> [Problem requirements]: Copy out the items below again, swapping "record the location" for "note the position" wherever it occurs and keeping everything else unchanged.

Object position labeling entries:
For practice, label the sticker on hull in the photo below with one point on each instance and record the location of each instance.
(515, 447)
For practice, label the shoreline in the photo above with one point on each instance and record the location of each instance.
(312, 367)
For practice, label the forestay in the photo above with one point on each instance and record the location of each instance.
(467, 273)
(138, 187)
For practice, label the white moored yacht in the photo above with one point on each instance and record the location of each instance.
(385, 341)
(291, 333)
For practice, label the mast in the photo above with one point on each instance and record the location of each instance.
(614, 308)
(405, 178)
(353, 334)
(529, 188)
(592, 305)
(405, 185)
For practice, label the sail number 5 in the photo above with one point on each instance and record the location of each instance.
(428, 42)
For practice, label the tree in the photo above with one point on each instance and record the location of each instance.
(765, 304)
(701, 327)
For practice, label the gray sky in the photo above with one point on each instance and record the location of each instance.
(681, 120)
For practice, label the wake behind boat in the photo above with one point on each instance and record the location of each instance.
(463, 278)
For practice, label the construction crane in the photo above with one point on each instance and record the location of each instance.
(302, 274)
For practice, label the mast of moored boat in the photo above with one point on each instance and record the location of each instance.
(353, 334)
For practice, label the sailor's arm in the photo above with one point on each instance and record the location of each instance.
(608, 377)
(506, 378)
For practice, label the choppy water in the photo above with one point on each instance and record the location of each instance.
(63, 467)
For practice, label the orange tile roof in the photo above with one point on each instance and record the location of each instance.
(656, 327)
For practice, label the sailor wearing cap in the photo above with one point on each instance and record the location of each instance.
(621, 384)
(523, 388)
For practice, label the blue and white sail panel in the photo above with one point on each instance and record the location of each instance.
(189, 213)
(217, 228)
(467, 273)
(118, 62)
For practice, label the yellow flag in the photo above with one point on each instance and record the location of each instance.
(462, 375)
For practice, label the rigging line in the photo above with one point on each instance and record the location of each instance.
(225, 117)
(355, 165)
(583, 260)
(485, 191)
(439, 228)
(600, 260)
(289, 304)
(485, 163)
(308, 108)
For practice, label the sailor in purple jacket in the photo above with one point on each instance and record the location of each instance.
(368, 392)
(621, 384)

> [Result]:
For practice, label the sticker on hull in the photo below with one point on each instance and note the position of each instance.
(515, 447)
For practice, label the shoreline in the photo above with one point on each instance and note the position of each instance.
(312, 367)
For practice, label the forestay in the photo above with one point on each instance and note the position of each instance.
(467, 273)
(138, 187)
For practice, label the white moored yacht in the photo above with one point on each instance and note the position of each instance.
(385, 341)
(291, 333)
For practice, label the mast in the photo above with one point on each instance and note the position of each instance.
(614, 308)
(405, 178)
(353, 334)
(529, 188)
(592, 305)
(405, 185)
For practice, label the sail number 5 in the photo above with one point on each instance and note the position of each instance.
(428, 42)
For practice, label the tree in the photo above with one point on each instance and note the position of each instance.
(765, 304)
(701, 327)
For practice, label the gray sky in the photo above with one point on each instance and note the position of each instance.
(681, 120)
For practice, label the wake behind boat in the photo above with one point on each instance and note the position of each instance.
(463, 278)
For practice, label the construction crane in the photo above with one point on each instance and note the position of each instance.
(302, 274)
For practice, label the mast of moored boat in the photo above with one point on each instance and note the position of each instance.
(353, 334)
For practice, label the sailor's arm in the photo above with one point on each instance and note the position of each instance.
(608, 377)
(506, 378)
For practice, label the choppy water in the photo above with one point on each instance and note the position of each instance.
(63, 467)
For practice, label the orange tile roof in the photo above with one point on each instance and note the position of each instance.
(656, 327)
For practice, label the sailor wearing cap in the photo above with one point on each instance and note the position of each instance.
(621, 384)
(523, 388)
For practice, label the blue and white sail panel in the photo above with one point on each instance and note the position of each instance.
(189, 213)
(217, 228)
(467, 273)
(118, 62)
For practice, label the yellow flag in the photo above with one point on each instance and note the position of each instance.
(462, 375)
For practice, label the rigging line in the photo above with one point on each instance and note the position of each instance.
(225, 117)
(355, 165)
(583, 260)
(485, 191)
(439, 228)
(600, 260)
(289, 304)
(485, 163)
(308, 108)
For practice, label the sailor in purple jacket in the photo above with one point on each instance and note the position of each instance.
(368, 392)
(621, 384)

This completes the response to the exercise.